[Start of Items]

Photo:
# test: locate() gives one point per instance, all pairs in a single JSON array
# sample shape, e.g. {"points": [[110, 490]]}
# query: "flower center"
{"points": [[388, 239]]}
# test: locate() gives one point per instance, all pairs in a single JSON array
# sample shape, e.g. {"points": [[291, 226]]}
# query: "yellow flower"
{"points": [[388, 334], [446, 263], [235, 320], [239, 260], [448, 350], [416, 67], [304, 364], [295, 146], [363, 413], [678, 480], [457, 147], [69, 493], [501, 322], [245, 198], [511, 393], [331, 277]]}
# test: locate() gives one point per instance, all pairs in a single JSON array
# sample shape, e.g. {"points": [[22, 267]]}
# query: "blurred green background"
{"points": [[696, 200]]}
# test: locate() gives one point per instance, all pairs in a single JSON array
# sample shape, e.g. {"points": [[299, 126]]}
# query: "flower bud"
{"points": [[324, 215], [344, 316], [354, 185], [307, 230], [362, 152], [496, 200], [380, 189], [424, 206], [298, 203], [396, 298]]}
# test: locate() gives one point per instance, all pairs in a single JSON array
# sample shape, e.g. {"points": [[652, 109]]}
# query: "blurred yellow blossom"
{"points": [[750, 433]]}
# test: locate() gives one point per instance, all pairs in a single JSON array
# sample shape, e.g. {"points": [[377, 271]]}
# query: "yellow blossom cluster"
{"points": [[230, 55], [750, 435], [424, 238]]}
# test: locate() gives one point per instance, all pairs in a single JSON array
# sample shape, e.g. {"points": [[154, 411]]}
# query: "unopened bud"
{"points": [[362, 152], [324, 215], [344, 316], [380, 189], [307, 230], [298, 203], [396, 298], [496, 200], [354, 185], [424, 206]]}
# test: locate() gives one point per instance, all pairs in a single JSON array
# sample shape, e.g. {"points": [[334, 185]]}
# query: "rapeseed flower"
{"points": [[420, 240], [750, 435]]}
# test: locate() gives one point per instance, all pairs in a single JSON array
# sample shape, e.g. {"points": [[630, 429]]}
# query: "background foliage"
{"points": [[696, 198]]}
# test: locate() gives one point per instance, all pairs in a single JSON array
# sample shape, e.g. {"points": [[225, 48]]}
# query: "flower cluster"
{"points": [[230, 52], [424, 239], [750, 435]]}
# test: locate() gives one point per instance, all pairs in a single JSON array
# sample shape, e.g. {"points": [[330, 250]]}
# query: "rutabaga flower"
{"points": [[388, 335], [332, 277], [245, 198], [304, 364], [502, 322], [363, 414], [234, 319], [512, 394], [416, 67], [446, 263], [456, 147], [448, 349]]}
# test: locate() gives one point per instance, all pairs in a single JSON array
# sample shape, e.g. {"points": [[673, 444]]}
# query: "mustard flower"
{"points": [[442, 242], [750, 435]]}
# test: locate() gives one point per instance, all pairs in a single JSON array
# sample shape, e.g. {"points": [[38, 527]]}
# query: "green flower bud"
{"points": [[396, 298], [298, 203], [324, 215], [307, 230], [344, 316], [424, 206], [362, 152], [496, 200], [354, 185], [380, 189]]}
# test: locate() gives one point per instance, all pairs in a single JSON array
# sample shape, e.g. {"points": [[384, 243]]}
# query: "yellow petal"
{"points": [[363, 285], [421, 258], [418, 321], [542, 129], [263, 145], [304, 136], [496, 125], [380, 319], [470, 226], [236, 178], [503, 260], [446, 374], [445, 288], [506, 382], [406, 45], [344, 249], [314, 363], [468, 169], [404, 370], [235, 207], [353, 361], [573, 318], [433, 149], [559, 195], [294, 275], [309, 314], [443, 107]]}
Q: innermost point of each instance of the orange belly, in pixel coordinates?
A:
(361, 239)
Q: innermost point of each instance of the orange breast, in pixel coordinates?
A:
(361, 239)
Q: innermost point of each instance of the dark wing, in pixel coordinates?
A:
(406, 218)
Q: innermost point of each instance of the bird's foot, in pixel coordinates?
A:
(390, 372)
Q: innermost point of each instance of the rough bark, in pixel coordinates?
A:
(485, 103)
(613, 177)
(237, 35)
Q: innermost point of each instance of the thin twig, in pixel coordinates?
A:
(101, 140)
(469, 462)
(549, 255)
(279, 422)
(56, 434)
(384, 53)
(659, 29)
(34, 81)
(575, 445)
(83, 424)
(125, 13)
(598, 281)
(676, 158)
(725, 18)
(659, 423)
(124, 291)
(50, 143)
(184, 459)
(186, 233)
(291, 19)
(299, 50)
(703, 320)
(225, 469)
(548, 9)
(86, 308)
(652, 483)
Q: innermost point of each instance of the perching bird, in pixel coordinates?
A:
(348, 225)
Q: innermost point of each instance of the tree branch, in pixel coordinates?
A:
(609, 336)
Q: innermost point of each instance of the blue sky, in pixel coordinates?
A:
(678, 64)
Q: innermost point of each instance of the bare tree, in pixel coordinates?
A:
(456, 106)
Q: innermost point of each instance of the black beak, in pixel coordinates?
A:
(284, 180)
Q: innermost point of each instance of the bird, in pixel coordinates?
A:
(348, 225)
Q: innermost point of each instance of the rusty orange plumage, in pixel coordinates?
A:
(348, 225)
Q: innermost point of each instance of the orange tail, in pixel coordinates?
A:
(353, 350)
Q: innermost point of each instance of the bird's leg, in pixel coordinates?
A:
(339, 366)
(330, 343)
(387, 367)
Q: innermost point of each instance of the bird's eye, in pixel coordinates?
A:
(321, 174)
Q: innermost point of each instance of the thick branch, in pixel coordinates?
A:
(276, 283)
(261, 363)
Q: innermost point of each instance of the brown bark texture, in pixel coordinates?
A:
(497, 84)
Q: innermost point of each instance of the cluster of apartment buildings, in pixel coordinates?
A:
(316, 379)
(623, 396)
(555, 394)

[End of Items]
[Start of Items]

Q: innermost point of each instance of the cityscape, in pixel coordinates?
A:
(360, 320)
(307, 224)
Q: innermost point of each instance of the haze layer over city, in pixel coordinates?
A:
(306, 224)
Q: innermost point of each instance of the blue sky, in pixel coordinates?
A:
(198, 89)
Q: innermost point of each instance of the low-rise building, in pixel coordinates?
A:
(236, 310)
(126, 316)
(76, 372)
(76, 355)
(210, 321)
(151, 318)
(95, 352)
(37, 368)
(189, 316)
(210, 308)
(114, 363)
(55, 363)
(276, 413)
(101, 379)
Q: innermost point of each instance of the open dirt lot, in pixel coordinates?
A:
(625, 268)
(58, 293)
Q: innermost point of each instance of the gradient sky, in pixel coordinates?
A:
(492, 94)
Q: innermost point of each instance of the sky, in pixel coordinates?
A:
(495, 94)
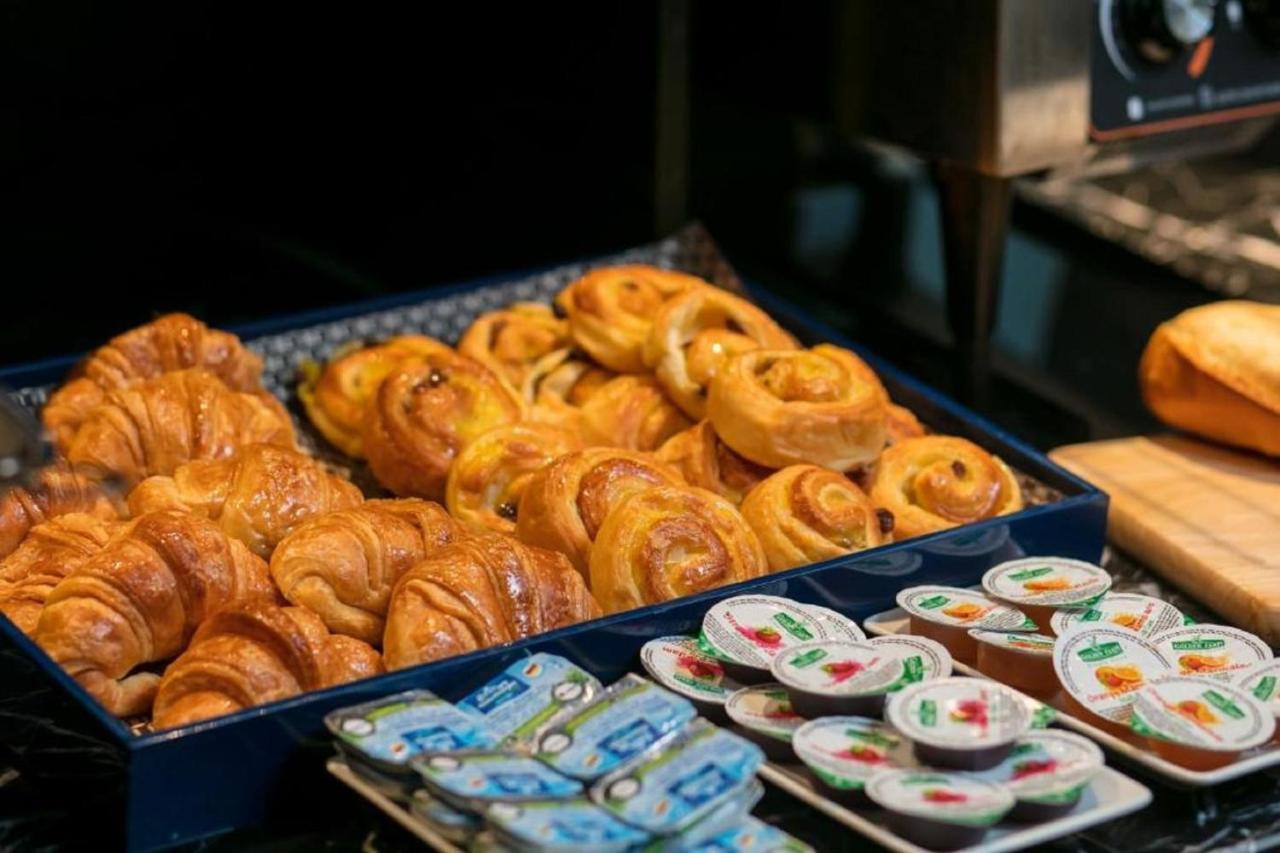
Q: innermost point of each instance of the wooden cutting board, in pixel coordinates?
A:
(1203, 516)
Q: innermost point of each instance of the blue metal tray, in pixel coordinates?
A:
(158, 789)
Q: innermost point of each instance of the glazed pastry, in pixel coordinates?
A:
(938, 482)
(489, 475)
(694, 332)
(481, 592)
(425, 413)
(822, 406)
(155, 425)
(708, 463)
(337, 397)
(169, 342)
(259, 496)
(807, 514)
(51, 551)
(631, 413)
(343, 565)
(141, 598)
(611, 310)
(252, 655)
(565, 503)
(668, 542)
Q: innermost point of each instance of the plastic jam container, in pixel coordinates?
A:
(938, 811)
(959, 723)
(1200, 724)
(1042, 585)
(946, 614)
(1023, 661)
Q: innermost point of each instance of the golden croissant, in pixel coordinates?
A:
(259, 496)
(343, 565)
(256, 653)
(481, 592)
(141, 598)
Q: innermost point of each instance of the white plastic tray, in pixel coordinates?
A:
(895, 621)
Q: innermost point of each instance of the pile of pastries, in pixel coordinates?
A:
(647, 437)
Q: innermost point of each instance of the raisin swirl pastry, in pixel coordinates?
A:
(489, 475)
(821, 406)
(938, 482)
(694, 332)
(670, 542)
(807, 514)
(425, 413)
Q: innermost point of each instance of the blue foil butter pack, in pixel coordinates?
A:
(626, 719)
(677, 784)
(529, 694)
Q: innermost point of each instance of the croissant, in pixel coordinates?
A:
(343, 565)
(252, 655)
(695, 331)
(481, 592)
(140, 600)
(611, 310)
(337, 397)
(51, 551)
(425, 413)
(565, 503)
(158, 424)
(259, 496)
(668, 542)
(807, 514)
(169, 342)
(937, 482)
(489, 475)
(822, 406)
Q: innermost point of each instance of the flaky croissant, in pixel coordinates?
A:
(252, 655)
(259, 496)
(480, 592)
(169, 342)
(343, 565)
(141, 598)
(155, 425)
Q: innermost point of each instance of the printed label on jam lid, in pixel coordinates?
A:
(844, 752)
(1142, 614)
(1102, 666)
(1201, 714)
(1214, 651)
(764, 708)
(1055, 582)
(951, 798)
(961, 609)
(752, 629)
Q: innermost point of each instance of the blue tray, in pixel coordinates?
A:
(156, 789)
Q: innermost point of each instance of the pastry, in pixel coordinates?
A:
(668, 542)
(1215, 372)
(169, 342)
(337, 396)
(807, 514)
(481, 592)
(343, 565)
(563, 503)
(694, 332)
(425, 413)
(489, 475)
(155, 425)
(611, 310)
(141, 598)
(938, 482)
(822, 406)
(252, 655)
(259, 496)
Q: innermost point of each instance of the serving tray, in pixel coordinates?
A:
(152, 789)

[End of Items]

● **What you should do**
Extract every line of the entries above that contains the string "pastry", and match it with case taken into account.

● **Written answer**
Q: innermost point of each instance of the glazed pastry, in pixel coordinates?
Q: innermost point of each instance of the raisin swirl pastry, in pixel coordinates?
Q: innermost point of each instance of the pastry, in pixel coordinates?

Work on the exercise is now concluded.